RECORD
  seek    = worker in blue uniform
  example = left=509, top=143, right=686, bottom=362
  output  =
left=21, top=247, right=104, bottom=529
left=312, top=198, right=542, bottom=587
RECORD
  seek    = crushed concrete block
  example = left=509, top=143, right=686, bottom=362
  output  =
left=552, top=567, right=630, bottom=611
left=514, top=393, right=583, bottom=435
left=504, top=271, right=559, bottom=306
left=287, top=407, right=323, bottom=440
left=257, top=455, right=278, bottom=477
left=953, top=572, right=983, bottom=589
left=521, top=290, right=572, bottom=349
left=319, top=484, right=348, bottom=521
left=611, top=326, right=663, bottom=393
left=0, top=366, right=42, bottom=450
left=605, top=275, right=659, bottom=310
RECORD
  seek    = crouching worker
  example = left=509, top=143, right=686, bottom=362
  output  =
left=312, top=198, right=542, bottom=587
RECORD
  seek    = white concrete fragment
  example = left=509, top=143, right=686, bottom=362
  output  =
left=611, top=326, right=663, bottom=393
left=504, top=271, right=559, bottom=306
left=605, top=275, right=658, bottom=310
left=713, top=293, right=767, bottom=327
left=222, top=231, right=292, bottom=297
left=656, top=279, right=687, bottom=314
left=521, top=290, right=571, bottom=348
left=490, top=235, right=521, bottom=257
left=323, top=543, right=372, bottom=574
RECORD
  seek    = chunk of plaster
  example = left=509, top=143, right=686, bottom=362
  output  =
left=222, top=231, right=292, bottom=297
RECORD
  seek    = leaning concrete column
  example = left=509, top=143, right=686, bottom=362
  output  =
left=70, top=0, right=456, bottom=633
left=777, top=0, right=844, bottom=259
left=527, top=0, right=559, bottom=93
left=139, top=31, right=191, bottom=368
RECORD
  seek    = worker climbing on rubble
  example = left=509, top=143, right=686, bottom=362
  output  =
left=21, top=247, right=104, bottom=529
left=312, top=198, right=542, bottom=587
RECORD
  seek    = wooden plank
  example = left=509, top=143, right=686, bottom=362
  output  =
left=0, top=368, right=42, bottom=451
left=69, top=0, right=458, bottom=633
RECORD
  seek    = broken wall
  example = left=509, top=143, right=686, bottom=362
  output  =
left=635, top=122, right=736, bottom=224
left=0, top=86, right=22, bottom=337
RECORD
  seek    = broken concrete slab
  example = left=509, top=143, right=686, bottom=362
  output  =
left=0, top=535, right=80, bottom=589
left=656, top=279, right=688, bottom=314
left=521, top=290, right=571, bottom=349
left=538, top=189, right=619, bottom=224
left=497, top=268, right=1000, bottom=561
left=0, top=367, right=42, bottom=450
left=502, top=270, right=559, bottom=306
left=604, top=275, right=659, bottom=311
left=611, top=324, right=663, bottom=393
§
• **EXERCISE**
Rescale the material from its first line up to and including the line with "left=323, top=543, right=372, bottom=574". Reproduce every line, requests included, and multiply each bounding-box coordinate in the answers by 1.25, rounding to whole numbers with halves going up; the numbers in the requests and their sample boxes stay as they are.

• **RESPONSE TO THE TASK**
RECORD
  seek    = worker in blue uniform
  example = left=509, top=143, right=686, bottom=362
  output  =
left=26, top=309, right=130, bottom=661
left=390, top=248, right=678, bottom=734
RECORD
  seek    = crushed concrete block
  example = left=509, top=143, right=686, bottom=362
  output  =
left=690, top=709, right=788, bottom=764
left=643, top=491, right=729, bottom=544
left=630, top=339, right=699, bottom=383
left=359, top=509, right=404, bottom=550
left=321, top=569, right=348, bottom=596
left=1191, top=715, right=1229, bottom=736
left=651, top=363, right=715, bottom=436
left=399, top=605, right=435, bottom=651
left=764, top=408, right=829, bottom=491
left=0, top=458, right=53, bottom=563
left=756, top=344, right=824, bottom=388
RECORD
  seek    = crouching worker
  example = left=509, top=143, right=686, bottom=362
  output  =
left=390, top=248, right=678, bottom=734
RECORD
  seek    = white concrete fragment
  example = left=509, top=143, right=686, bottom=362
  output  =
left=764, top=408, right=829, bottom=491
left=630, top=339, right=699, bottom=383
left=756, top=344, right=823, bottom=388
left=891, top=366, right=959, bottom=409
left=278, top=289, right=365, bottom=371
left=820, top=349, right=859, bottom=393
left=651, top=363, right=714, bottom=435
left=613, top=294, right=651, bottom=321
left=404, top=679, right=465, bottom=718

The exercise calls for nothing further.